• _EXERCISE DESCRIPTION_: Gather each line containing the string "wheel" from these entries.

(Collection entries)
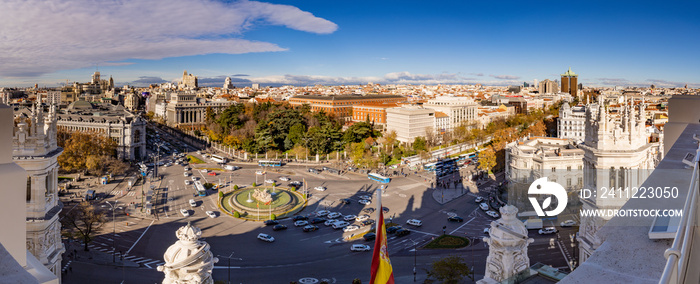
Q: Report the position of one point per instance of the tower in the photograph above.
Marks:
(569, 82)
(617, 154)
(34, 148)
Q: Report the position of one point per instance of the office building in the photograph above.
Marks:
(569, 83)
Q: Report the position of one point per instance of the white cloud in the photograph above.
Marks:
(38, 37)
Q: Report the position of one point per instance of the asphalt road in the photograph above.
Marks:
(298, 255)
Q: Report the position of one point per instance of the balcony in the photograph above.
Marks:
(627, 253)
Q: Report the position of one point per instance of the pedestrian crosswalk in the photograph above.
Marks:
(144, 261)
(122, 193)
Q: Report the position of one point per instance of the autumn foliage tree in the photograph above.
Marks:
(89, 152)
(83, 222)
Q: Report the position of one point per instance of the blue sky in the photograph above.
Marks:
(350, 42)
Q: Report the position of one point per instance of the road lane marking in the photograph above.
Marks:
(465, 223)
(137, 241)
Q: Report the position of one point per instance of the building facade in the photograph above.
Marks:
(548, 86)
(458, 109)
(569, 83)
(128, 130)
(342, 105)
(409, 122)
(189, 81)
(376, 112)
(187, 109)
(617, 154)
(35, 148)
(572, 122)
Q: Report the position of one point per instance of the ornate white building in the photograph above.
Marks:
(572, 122)
(35, 149)
(188, 260)
(617, 154)
(128, 130)
(508, 243)
(458, 109)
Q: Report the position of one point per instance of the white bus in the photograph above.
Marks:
(219, 159)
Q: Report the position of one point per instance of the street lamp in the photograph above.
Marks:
(114, 230)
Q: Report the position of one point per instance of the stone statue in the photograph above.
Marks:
(508, 243)
(262, 195)
(188, 261)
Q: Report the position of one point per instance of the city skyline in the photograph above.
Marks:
(346, 43)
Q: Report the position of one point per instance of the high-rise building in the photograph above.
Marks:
(569, 82)
(548, 87)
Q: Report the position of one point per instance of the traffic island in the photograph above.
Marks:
(261, 202)
(447, 242)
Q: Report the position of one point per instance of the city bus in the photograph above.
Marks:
(219, 159)
(199, 189)
(378, 177)
(270, 163)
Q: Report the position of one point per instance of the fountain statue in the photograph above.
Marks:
(188, 261)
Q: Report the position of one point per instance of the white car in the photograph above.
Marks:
(484, 206)
(547, 231)
(360, 248)
(340, 224)
(351, 228)
(266, 237)
(362, 218)
(414, 222)
(493, 214)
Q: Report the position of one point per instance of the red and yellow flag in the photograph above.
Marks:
(382, 273)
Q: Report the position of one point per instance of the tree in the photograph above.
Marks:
(83, 222)
(487, 159)
(449, 270)
(419, 144)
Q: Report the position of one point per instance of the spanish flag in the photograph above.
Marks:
(382, 273)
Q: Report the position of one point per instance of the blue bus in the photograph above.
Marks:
(270, 163)
(199, 189)
(378, 177)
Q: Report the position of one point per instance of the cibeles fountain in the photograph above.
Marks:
(189, 260)
(508, 243)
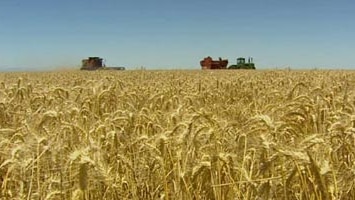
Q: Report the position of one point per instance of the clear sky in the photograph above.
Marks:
(159, 34)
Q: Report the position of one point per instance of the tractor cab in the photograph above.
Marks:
(241, 64)
(240, 61)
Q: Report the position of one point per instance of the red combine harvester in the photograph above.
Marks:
(208, 63)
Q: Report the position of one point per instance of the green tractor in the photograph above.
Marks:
(241, 64)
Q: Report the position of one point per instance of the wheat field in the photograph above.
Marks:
(177, 135)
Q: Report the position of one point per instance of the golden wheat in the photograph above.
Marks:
(177, 135)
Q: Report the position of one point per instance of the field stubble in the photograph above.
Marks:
(177, 135)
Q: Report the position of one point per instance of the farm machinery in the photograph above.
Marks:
(96, 63)
(209, 63)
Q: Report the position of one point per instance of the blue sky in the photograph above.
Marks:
(173, 34)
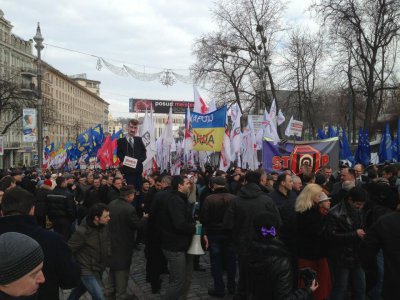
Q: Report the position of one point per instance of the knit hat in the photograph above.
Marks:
(19, 254)
(266, 225)
(48, 182)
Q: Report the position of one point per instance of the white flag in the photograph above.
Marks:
(236, 130)
(200, 105)
(281, 117)
(287, 131)
(225, 158)
(188, 133)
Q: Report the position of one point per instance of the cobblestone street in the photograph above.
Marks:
(137, 285)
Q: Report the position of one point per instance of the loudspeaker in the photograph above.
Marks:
(195, 247)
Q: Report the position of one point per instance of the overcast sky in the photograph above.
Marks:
(157, 34)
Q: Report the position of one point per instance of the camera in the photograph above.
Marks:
(308, 275)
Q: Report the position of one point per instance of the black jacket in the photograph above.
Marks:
(311, 234)
(174, 222)
(90, 244)
(213, 212)
(60, 204)
(250, 202)
(123, 224)
(269, 273)
(385, 235)
(59, 268)
(138, 152)
(342, 224)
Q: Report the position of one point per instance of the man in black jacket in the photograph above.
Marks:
(132, 146)
(176, 227)
(61, 208)
(218, 238)
(123, 225)
(60, 270)
(345, 231)
(90, 244)
(251, 201)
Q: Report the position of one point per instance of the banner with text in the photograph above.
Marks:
(293, 155)
(208, 130)
(29, 125)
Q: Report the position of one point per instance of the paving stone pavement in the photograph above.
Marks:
(137, 284)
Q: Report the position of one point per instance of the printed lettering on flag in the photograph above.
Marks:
(208, 130)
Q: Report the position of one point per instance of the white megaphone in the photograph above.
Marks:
(195, 247)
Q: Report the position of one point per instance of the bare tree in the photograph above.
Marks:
(370, 29)
(302, 66)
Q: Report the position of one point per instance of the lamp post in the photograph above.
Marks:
(39, 47)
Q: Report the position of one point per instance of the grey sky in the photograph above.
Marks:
(157, 34)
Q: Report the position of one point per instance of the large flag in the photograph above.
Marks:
(105, 154)
(200, 105)
(208, 130)
(363, 151)
(287, 130)
(236, 114)
(396, 143)
(385, 148)
(225, 157)
(188, 133)
(277, 157)
(149, 141)
(281, 118)
(249, 153)
(345, 151)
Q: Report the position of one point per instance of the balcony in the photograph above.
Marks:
(28, 72)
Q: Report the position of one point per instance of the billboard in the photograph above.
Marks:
(159, 106)
(29, 125)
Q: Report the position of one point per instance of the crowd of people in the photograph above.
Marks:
(320, 235)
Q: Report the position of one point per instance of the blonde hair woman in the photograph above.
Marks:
(311, 242)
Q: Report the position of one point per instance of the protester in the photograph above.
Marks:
(251, 201)
(132, 146)
(60, 269)
(218, 238)
(90, 244)
(268, 263)
(21, 266)
(123, 225)
(176, 227)
(311, 236)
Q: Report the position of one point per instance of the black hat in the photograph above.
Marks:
(219, 180)
(19, 254)
(266, 225)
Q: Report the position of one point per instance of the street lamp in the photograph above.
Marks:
(39, 47)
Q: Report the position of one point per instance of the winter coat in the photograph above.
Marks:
(59, 268)
(385, 235)
(123, 224)
(269, 273)
(60, 204)
(342, 224)
(250, 202)
(112, 194)
(214, 210)
(90, 244)
(174, 222)
(311, 234)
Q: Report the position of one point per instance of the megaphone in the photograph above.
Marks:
(195, 247)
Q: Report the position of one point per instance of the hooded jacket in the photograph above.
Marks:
(250, 202)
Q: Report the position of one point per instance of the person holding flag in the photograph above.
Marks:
(131, 152)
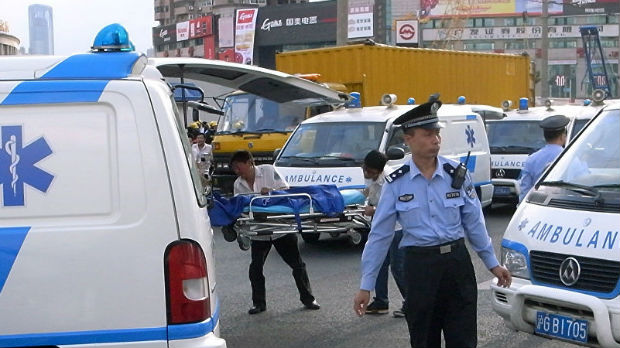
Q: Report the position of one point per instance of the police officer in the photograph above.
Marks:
(554, 128)
(435, 216)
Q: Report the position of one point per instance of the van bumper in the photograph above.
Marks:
(518, 305)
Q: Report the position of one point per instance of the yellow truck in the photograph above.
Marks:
(374, 70)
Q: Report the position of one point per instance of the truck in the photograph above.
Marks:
(375, 69)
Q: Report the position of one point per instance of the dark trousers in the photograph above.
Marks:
(289, 251)
(442, 295)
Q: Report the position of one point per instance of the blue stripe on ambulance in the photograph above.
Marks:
(11, 239)
(96, 69)
(171, 332)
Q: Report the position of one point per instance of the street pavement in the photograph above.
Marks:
(333, 267)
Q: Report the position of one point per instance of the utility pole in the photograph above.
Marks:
(544, 50)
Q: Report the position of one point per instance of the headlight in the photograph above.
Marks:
(515, 262)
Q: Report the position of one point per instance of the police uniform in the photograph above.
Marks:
(442, 289)
(537, 162)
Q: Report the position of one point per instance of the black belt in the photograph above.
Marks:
(444, 248)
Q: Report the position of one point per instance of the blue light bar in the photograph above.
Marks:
(112, 38)
(523, 103)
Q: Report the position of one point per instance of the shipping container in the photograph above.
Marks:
(374, 70)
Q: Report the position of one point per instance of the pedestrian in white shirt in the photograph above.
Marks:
(264, 179)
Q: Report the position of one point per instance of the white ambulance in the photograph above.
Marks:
(330, 148)
(513, 138)
(104, 235)
(562, 245)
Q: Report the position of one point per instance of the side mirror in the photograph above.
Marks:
(395, 152)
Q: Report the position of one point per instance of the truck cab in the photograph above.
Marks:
(562, 244)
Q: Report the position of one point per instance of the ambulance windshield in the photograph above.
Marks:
(515, 137)
(331, 144)
(593, 160)
(248, 113)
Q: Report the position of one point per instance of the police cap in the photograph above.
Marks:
(554, 123)
(423, 116)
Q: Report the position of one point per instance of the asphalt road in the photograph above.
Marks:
(333, 267)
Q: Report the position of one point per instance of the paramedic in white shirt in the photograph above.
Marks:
(264, 179)
(202, 154)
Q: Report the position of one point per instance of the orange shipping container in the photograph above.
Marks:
(374, 70)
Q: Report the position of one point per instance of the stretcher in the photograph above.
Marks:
(308, 211)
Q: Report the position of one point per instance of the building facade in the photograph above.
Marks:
(208, 29)
(41, 29)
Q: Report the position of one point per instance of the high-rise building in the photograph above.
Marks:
(41, 25)
(9, 44)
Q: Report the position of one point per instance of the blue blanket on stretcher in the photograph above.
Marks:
(326, 199)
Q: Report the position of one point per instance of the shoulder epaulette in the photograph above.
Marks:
(397, 173)
(448, 168)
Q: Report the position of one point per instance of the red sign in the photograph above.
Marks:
(245, 16)
(199, 27)
(407, 32)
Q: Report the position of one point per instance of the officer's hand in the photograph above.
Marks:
(360, 302)
(369, 210)
(504, 279)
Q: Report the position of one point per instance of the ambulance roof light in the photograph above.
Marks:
(523, 104)
(112, 38)
(548, 103)
(388, 100)
(506, 105)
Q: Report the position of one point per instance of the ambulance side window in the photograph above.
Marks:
(197, 183)
(397, 139)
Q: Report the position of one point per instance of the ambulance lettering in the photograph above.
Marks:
(317, 179)
(577, 237)
(17, 165)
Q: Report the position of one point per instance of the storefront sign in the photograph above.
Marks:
(529, 32)
(245, 26)
(407, 32)
(182, 31)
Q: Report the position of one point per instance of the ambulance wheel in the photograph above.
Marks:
(310, 237)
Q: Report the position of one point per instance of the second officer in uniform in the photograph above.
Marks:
(435, 216)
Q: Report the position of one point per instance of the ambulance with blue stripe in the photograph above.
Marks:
(562, 245)
(104, 234)
(330, 148)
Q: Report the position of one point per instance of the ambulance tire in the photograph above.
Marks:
(310, 237)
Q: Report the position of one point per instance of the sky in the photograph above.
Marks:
(77, 22)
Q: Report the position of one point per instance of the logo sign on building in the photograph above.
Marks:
(200, 27)
(407, 32)
(245, 26)
(165, 35)
(225, 30)
(360, 22)
(182, 31)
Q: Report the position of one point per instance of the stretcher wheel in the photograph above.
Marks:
(310, 237)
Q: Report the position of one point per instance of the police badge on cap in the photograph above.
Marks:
(423, 116)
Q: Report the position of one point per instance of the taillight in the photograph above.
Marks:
(187, 285)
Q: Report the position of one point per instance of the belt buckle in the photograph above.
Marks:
(444, 249)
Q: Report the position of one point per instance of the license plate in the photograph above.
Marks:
(501, 190)
(562, 327)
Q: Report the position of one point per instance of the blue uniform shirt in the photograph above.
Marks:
(431, 212)
(535, 165)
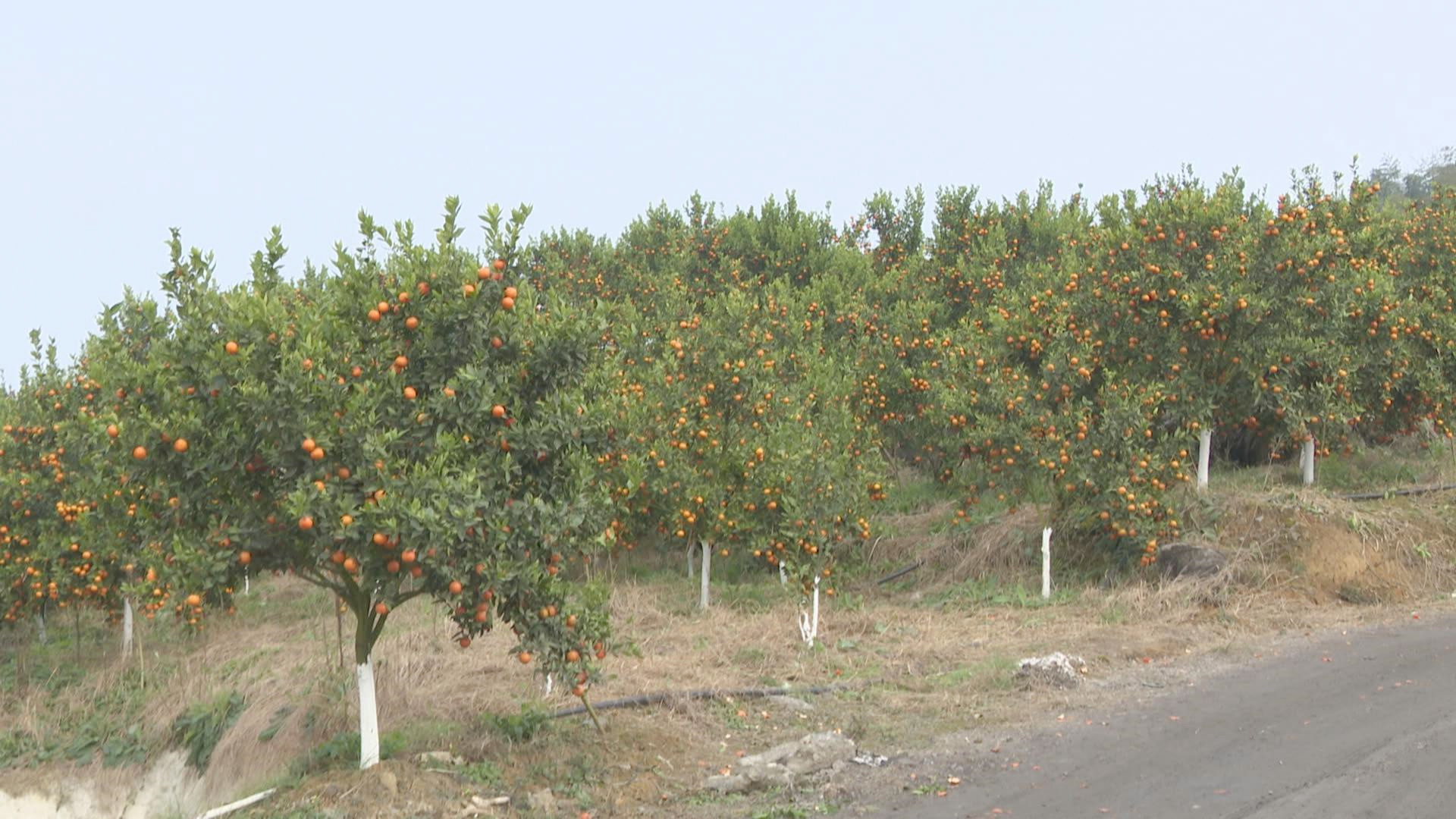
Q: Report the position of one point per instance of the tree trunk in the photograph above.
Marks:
(707, 569)
(808, 621)
(366, 632)
(126, 627)
(1046, 564)
(1204, 447)
(369, 714)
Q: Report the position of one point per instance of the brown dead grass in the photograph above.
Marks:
(918, 662)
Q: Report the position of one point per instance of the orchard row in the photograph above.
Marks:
(416, 419)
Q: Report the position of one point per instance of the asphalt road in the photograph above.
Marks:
(1353, 726)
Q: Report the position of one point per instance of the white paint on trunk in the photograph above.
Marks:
(239, 805)
(704, 573)
(808, 621)
(1204, 447)
(126, 627)
(369, 714)
(1046, 563)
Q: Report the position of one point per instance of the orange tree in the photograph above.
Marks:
(410, 423)
(161, 493)
(742, 439)
(49, 556)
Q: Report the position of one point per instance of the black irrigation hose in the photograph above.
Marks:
(1394, 493)
(701, 694)
(900, 573)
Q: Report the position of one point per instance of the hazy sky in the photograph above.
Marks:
(118, 121)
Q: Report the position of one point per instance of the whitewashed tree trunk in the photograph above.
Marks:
(369, 714)
(808, 621)
(704, 573)
(126, 627)
(1204, 452)
(1046, 564)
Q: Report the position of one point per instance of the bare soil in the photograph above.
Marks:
(925, 667)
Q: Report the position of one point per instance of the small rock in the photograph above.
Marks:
(1193, 560)
(542, 802)
(783, 764)
(792, 703)
(438, 758)
(728, 783)
(873, 760)
(1057, 670)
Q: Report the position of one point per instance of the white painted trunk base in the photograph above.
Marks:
(1204, 447)
(704, 573)
(808, 621)
(1046, 563)
(126, 627)
(369, 714)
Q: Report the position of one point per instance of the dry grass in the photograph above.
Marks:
(921, 659)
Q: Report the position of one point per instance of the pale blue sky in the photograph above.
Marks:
(118, 121)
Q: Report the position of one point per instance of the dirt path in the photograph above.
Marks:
(1350, 726)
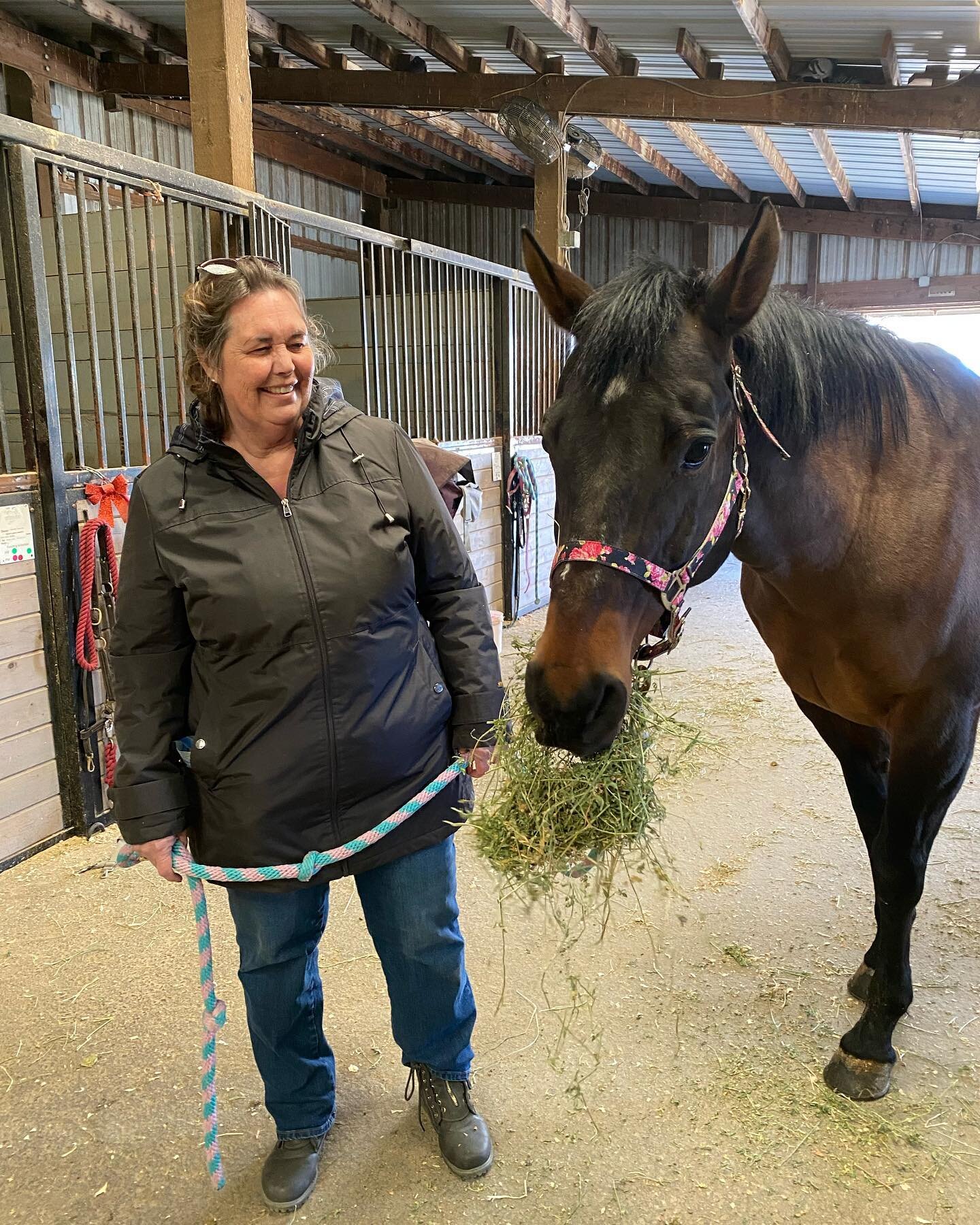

• _RESPONSE BOX_:
Q: Report the position of one point per instance of the ambulance wheel in the photograph above.
Q: Report the position of one point per instance of the stretcher wheel in the photograph above.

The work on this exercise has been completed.